**Description of the task:**
Locate each line in the data below that contains the word "bark", and copy those lines out in full. Matching is case-sensitive.
begin
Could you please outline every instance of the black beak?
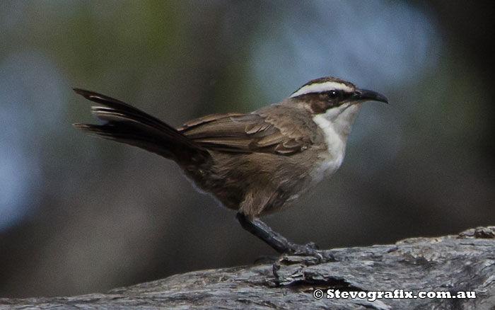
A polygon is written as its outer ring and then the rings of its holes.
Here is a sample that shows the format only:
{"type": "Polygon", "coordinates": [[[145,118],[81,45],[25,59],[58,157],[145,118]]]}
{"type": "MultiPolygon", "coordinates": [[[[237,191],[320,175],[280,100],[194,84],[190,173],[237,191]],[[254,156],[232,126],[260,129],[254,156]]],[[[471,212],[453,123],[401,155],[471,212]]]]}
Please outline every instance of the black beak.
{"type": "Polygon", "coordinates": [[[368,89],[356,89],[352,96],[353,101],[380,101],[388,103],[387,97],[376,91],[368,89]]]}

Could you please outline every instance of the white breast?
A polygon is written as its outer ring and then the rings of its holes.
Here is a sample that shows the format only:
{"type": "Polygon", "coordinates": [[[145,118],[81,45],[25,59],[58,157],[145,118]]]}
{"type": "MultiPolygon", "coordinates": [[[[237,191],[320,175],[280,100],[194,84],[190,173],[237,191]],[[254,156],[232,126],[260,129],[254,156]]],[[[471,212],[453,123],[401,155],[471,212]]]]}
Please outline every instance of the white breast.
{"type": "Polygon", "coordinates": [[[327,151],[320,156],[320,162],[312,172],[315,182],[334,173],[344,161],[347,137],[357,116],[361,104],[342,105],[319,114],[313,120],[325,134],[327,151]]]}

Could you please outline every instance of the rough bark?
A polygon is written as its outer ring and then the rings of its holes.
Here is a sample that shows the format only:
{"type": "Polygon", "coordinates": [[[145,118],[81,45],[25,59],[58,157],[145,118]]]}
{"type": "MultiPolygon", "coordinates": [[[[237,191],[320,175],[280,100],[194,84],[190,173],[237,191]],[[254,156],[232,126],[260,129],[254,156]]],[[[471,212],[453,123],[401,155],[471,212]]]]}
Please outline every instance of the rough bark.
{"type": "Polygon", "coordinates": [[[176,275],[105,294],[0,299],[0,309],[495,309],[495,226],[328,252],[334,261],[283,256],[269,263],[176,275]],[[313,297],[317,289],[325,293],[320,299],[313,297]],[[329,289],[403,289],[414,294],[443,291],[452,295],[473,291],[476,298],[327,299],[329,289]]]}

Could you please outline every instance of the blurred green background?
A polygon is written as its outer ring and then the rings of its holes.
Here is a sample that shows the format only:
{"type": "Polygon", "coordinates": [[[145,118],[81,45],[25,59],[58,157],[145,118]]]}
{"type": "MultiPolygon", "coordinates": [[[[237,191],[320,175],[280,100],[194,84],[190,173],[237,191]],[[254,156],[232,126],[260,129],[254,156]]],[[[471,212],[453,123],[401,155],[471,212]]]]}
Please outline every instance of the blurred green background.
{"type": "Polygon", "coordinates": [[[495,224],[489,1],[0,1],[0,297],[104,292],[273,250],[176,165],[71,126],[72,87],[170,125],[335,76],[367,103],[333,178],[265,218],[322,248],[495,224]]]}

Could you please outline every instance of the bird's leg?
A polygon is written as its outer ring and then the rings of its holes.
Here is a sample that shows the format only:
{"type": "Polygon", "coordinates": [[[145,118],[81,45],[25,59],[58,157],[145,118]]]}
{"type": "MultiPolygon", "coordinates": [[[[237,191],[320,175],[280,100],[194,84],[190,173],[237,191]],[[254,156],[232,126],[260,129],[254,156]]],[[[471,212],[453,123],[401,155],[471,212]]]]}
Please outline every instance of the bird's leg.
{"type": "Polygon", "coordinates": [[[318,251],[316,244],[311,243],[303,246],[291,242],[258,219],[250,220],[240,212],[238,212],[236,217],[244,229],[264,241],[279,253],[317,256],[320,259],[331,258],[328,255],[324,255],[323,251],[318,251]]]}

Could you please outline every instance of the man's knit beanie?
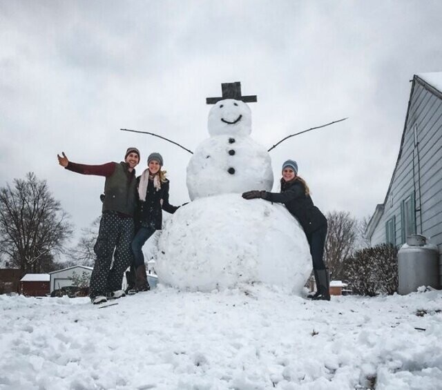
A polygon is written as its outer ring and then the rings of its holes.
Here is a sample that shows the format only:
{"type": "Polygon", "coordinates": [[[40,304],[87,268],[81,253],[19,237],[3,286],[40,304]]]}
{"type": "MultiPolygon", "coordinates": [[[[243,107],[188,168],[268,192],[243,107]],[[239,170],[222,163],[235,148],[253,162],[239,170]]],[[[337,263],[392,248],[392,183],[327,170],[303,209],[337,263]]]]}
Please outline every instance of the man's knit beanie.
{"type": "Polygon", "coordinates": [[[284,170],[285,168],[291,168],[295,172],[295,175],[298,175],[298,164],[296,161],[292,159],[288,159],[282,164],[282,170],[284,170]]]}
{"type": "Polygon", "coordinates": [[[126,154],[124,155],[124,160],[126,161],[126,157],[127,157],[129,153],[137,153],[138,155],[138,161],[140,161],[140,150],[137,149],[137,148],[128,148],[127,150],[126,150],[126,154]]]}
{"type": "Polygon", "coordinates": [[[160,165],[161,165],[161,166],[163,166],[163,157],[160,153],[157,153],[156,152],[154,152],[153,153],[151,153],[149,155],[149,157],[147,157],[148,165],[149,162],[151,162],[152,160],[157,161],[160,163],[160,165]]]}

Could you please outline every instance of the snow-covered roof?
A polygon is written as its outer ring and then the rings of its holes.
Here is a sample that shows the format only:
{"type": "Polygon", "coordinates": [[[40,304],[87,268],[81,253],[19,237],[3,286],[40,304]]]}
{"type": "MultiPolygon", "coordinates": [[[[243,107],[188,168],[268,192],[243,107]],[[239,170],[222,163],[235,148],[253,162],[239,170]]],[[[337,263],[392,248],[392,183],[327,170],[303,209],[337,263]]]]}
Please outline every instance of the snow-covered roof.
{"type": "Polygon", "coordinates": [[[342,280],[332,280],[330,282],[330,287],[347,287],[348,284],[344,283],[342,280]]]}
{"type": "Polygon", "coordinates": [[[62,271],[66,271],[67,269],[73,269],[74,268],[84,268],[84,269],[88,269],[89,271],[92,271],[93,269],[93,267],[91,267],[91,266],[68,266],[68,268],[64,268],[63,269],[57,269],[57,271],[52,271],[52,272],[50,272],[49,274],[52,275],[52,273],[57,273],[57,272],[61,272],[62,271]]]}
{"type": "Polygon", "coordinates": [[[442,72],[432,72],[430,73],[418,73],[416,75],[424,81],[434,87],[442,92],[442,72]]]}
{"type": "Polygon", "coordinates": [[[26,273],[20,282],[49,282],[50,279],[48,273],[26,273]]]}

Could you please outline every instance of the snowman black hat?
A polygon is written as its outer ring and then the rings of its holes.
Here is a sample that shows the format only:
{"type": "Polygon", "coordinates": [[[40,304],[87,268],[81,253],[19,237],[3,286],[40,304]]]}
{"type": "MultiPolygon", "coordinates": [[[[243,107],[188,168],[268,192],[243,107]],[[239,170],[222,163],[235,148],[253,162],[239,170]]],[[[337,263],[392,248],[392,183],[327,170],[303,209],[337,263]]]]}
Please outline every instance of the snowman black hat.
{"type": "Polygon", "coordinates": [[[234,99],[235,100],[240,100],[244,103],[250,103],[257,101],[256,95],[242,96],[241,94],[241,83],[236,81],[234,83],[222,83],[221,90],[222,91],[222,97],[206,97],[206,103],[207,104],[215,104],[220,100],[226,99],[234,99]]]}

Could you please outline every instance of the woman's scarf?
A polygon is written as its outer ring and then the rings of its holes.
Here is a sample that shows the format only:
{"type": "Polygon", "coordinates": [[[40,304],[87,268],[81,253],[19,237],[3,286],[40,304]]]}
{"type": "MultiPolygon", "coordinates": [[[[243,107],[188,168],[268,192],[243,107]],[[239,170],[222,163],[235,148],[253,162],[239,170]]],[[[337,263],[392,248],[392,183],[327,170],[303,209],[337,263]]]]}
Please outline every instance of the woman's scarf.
end
begin
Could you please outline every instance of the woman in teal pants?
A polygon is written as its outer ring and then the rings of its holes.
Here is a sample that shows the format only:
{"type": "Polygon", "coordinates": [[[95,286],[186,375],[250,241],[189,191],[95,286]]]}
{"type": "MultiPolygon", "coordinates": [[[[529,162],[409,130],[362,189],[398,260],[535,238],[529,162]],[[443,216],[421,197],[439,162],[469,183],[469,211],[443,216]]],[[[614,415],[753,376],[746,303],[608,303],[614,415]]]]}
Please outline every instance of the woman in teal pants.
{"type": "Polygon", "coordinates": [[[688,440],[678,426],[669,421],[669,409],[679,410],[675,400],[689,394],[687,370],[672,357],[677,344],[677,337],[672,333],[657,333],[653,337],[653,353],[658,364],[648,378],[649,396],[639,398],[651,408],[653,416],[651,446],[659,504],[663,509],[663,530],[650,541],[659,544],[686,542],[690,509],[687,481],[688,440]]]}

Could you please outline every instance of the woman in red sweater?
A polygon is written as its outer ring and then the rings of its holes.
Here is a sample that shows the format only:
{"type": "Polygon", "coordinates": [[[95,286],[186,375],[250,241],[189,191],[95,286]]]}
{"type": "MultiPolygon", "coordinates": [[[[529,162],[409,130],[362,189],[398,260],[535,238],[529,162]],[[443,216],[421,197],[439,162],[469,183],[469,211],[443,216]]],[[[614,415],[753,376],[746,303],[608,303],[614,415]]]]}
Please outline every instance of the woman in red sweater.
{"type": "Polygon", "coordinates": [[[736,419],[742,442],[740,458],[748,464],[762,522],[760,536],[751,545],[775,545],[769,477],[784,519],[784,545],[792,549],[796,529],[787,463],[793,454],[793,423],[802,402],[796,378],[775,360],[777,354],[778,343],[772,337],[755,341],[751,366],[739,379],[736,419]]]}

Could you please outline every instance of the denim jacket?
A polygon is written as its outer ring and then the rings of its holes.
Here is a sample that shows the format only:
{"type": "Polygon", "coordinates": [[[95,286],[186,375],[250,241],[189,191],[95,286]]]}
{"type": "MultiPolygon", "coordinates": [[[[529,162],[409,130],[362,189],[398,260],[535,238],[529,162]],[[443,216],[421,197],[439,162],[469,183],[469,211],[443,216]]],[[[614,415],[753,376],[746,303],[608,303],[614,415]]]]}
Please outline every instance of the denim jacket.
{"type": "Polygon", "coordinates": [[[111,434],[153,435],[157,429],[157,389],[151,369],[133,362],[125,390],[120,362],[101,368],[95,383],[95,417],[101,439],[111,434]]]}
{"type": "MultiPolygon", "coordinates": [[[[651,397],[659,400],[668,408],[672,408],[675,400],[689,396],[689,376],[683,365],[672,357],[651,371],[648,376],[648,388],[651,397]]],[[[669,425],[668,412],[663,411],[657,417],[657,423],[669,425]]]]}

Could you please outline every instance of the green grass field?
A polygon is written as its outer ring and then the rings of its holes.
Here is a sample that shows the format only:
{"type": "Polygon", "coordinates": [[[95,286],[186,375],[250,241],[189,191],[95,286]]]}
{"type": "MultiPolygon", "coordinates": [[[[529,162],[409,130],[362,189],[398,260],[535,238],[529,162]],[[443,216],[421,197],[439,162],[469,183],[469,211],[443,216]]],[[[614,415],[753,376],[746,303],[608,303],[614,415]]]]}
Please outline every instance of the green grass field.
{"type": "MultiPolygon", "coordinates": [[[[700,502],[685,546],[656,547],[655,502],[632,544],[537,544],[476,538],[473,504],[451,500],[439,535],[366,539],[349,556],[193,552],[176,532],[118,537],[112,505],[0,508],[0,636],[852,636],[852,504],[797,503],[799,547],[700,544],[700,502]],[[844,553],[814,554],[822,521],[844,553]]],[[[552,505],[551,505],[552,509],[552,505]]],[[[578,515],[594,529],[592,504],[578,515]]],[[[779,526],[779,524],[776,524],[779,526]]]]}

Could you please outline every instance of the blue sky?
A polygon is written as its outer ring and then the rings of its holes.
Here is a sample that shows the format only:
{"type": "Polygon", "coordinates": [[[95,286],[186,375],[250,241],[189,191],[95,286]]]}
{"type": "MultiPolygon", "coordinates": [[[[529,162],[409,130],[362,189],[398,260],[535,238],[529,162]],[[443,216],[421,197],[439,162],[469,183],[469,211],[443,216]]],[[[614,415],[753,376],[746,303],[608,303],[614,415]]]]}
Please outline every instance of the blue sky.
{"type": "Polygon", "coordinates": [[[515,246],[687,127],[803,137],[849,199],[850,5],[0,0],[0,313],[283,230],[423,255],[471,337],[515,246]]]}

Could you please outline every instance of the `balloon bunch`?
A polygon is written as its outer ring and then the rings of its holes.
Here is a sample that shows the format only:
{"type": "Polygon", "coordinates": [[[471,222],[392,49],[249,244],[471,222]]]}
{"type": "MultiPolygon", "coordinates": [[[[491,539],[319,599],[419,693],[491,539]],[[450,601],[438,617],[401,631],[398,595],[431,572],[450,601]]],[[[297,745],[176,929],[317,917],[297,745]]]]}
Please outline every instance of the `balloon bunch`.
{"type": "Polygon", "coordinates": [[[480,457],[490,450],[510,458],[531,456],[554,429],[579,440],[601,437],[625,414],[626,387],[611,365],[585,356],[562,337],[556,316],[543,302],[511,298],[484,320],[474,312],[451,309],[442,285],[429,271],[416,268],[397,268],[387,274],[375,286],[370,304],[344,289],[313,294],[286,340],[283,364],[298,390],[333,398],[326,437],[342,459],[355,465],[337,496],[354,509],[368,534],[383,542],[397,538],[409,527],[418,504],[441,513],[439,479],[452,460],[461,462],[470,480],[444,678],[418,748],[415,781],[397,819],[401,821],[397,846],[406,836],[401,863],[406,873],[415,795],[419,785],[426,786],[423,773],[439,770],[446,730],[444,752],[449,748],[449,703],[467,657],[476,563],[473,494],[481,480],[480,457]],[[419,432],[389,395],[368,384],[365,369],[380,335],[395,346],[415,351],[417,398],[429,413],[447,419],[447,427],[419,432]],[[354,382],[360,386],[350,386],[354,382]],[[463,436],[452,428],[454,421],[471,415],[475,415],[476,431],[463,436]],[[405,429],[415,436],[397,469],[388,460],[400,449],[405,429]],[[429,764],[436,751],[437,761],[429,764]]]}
end
begin
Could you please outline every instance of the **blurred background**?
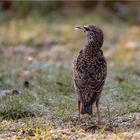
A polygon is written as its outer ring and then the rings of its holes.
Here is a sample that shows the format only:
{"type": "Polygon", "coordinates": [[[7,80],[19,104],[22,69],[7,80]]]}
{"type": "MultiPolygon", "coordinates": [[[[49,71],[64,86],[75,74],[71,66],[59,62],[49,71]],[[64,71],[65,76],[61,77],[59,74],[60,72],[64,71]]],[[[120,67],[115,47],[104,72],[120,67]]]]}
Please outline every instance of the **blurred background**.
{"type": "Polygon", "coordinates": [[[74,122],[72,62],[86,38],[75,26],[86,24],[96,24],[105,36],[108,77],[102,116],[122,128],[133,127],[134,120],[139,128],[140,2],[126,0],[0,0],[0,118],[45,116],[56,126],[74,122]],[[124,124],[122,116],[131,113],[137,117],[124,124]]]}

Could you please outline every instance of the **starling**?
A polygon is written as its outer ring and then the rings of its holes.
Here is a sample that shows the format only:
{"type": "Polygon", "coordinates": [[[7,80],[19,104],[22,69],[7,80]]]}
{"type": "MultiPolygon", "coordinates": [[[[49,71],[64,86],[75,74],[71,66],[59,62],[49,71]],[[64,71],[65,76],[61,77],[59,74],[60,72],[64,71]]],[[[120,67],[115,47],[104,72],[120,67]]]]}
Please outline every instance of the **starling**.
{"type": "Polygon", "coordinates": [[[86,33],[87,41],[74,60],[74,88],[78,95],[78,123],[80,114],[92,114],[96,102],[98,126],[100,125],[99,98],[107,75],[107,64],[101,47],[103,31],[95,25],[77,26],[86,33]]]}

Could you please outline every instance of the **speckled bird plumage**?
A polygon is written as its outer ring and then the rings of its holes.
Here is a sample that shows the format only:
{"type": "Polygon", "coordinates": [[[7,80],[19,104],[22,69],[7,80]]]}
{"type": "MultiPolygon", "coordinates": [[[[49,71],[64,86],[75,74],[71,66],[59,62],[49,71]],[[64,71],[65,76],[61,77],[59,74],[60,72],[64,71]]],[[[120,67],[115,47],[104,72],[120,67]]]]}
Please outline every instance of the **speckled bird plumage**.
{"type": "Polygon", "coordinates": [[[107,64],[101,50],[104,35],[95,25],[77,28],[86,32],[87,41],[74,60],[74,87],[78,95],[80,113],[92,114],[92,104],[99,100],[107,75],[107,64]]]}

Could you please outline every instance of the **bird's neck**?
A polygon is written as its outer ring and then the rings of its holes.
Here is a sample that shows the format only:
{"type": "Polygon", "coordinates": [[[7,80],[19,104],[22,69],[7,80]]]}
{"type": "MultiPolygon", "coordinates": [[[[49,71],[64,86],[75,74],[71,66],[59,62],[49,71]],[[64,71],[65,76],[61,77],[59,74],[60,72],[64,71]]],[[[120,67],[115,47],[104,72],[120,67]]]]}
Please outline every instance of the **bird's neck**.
end
**Answer in full:**
Could you please outline every instance of the rough bark?
Please outline every instance of the rough bark.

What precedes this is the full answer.